#### [DOCUMENT SEGMENT]
>>>>

Song by Sigur Rós

from the album Ágætis byrjun
- Genre: Post-rock; space rock;
- Length: 10:13
- Label: Fat Cat, Smekkleysa
- Songwriters: Jón Þór Birgisson, Orri Páll Dýrason, Georg Hólm, Kjartan Sveinsson
- Producer: Ken Thomas

Music video
- "Viðrar vel til loftárása" on YouTube

= Viðrar vel til loftárása =

"Viðrar vel til loftárása" (Icelandic for "it's good weather for airstrikes"; pronounced /is/) is a song written and recorded by Icelandic post-rock band Sigur Rós for their second studio album Ágætis byrjun. The song appears as the seventh track on the album. It was also released as the B-side of Sigur Rós' debut single "Svefn-g-englar".

==Background==
The band named the song after a quote sarcastically spoken by an Icelandic weatherman during the Kosovo War: "í dag viðrar vel til loftárása" (meaning "today is good weather for an airstrike").

The song is in the key of A major, specifically in E mixolydian mode.

<<<<

#### [ENTRIES]
>>>>

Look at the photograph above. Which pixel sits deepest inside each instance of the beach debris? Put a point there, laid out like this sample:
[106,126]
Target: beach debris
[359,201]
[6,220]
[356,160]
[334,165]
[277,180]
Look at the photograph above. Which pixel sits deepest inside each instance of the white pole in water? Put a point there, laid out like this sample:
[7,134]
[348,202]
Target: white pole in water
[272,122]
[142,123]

<<<<

#### [EXERCISE INSTRUCTIONS]
A - In the song text, which track number does "Viðrar vel til loftárása" have on Ágætis byrjun?
B - Reproduce all the records, swapping "Put a point there" for "Mark that spot" and leaving everything else unchanged.
The song text and the records have nothing to do with each other.

#### [SOLUTIONS PER TASK]
A - It is the seventh track on the album.

B -
Look at the photograph above. Which pixel sits deepest inside each instance of the beach debris? Mark that spot, laid out like this sample:
[106,126]
Target: beach debris
[359,201]
[6,220]
[356,160]
[334,165]
[277,180]
Look at the photograph above. Which pixel sits deepest inside each instance of the white pole in water? Mark that spot, laid out like this sample:
[7,134]
[348,202]
Target: white pole in water
[272,122]
[142,123]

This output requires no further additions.